[[ Extract provided, beginning ]]

My Department is a member of the Oversight Forum on Drugs, the Department of Health's drug advisory group and NDRIC, and supports drug task force activities. I am confident that all of these improvements and better local engagement will lead to the delivery of a better programme.
 
Deputy Maureen O'Sullivan: I acknowledge that there is much that is positive in the Minister's reply. The financial review undertaken by her Department last October recognised the important role of the drug rehabilitation programme and recommended that it be a dedicated strand of the community employment scheme. It further advised that there should be a more coherent framework to ensure sustainability and development. I understand progress is being made in that regard, but will the Minister indicate how much consultation there has been with local bodies? I am very familiar with these schemes in the inner city, the people who participate in them and the vital role they play in individuals' recovery. 
 

They offer substantial learning paths but they are in disarray because of the changes to FÁS, FETAC, VECs and the NQAI. Previously accepted programmes are now not getting project accreditation and are unable to register. Can the process be speeded up so that they can register and get the accreditation they had in the past?

 

Deputy Joan Burton: I acknowledge Deputy Maureen O'Sullivan's knowledge and expertise in the area and the expertise of other spokespersons on other parts of Dublin city and other parts of the country. We took over community employment in January one year ago. Traditionally, drug rehabilitation places are difficult to fill, and it is often difficult to fill even 1,000 places. If Deputy O'Sullivan or other spokespersons have ideas about Dublin or other towns and cities where there are problems, I am open to discussing it.

 

We set up a stakeholder-and-forum approach and we are seeking to educate the officials dealing with case management of individuals. If someone has had serious drug addiction and a problem from a young age, the path to rehabilitation can be slow and lengthy. We have provided for that. For many people, the high point will be returning to education - and not simply to work - so that they can develop themselves over an extended period of time. Now that the schemes are in the Department, there is greater capacity for progression up to a five-year period so that people can free themselves, their families and their communities from being dominated and ravaged by drugs and can move into education and getting qualifications.

[[ Extract provided, end ]]

» **Prompt 1**:
Return the stretch of the drug rehabilitation debate from "Deputy Maureen O'Sullivan: I" through "in individuals' recovery.", copied word for word.
» **Prompt 2**:
Resume the drug rehabilitation debate right after its final sentence and continue it.
The entries have no connection to the drug rehabilitation debate.

[[ Entries supplied, beginning ]]

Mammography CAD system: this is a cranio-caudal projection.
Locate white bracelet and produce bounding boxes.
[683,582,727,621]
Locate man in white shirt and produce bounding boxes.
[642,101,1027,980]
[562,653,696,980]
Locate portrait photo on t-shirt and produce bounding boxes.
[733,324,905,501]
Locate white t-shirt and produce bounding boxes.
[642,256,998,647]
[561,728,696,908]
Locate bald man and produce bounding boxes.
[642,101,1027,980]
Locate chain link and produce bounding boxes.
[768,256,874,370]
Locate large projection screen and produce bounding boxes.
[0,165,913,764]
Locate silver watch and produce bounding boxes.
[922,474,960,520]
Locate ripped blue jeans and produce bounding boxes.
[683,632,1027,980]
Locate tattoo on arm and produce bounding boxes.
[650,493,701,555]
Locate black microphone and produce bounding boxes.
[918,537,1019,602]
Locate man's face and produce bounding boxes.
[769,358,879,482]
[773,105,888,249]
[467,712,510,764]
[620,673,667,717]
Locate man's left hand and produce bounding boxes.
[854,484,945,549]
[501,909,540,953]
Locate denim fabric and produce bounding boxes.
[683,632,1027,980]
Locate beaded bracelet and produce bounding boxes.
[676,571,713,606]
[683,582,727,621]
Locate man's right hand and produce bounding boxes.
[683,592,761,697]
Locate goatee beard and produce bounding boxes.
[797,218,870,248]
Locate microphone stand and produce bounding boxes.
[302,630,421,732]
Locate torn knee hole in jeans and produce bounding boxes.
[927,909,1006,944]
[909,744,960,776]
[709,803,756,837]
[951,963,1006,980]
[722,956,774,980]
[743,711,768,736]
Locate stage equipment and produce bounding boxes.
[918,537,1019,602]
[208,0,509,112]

[[ Entries supplied, end ]]
[[ Entries supplied, beginning ]]

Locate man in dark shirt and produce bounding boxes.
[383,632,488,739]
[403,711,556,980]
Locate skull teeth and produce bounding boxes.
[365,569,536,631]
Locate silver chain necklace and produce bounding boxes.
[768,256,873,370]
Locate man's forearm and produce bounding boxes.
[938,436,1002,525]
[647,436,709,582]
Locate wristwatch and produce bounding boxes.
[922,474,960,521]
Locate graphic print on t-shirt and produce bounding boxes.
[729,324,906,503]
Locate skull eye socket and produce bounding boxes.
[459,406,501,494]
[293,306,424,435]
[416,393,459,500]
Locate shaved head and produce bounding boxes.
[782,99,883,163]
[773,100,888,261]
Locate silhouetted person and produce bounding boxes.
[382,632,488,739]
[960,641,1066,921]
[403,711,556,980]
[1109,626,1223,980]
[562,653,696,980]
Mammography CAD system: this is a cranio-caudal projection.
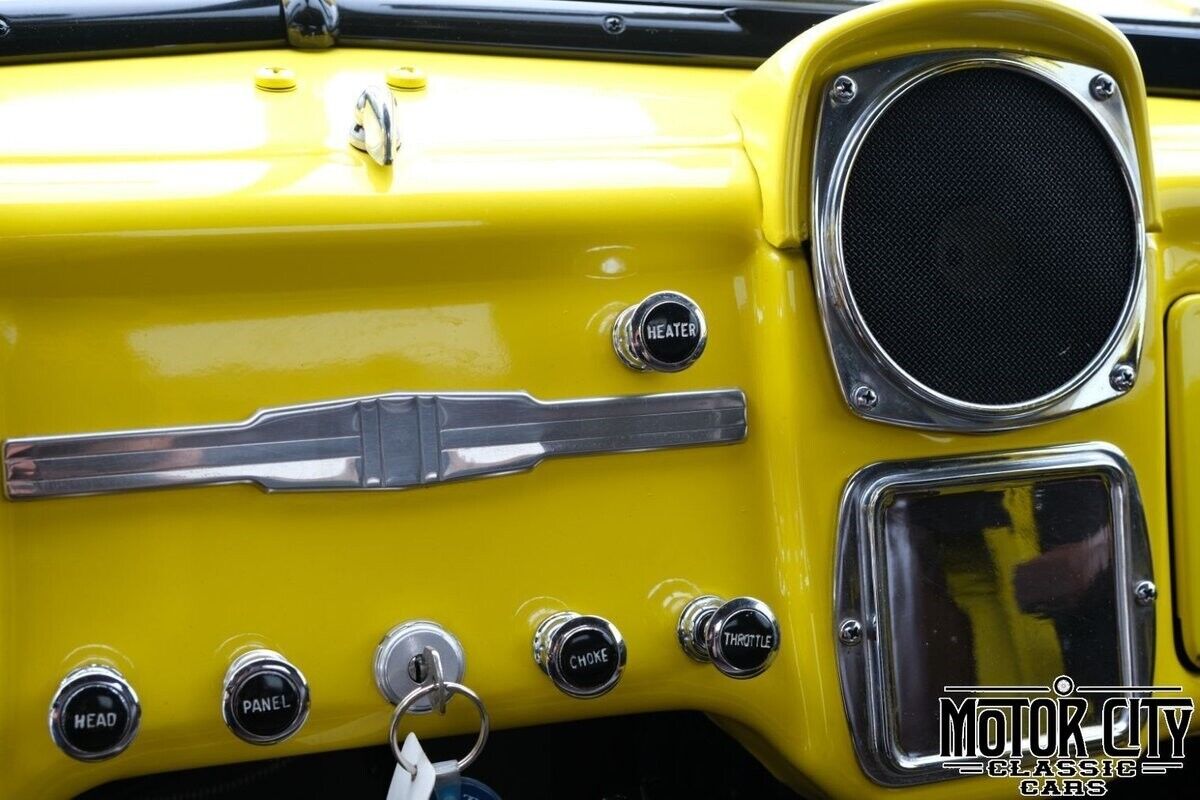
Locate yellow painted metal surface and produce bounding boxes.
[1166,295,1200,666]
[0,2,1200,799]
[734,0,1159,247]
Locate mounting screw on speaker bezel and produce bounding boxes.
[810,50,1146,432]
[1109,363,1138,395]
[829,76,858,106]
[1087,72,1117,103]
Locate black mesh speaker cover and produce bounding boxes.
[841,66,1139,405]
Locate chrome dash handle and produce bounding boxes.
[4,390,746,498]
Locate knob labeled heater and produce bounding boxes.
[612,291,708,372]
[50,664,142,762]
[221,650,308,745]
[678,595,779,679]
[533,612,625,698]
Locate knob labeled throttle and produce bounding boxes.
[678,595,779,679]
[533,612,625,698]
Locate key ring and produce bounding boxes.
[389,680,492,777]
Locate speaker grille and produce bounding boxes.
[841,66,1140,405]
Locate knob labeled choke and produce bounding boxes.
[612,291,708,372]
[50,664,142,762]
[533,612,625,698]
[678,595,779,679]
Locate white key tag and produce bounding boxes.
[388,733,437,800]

[[ Entries supplied, end ]]

» **Exercise response 1**:
Deputy Maureen O'Sullivan: I acknowledge that there is much that is positive in the Minister's reply. The financial review undertaken by her Department last October recognised the important role of the drug rehabilitation programme and recommended that it be a dedicated strand of the community employment scheme. It further advised that there should be a more coherent framework to ensure sustainability and development. I understand progress is being made in that regard, but will the Minister indicate how much consultation there has been with local bodies? I am very familiar with these schemes in the inner city, the people who participate in them and the vital role they play in individuals' recovery.

» **Exercise response 2**:
 

Deputy Maureen O'Sullivan: It comes back to viable projects that have a good reputation and that are working with people in recovery. They are being slowed down in the registration and accreditation process. Community employment schemes are countrywide but I must make a point in respect of Dublin Central, which has twice the national average of lone parents and pockets of which have unemployment rates of 60% and higher. Community employment schemes are vital. Double payments is another issue. In grappling with the issues facing us, some further incentives are needed to get people onto the schemes. As well as what the schemes are doing, we must also consider the services they are providing, particularly child care. Community employment schemes can provide training in child care, as well as the service, but they also provide employment in preschools and crèches. There will be a need for more people with FETAC qualifications. There is a real gap that could be addressed.

 

Deputy Joan Burton: If the Deputy has queries about specific schemes, perhaps she can bring them to my attention. If there are specific issues, I will examine them. With regard to child care, we are working on the idea that all child care places availed of lead to a FETAC level 5 or 6 qualification. Getting to level 5 is a serious qualification in terms of the attractiveness of an individual for the employment opportunities available. Our hope is for a progressive structure with social contact and rehabilitation experience. The HSE can provide therapeutic input, which is separate to what the Department of Social Protection does. There is also a movement into education, personal development and, ultimately, qualifications in areas in which employment is a possibility.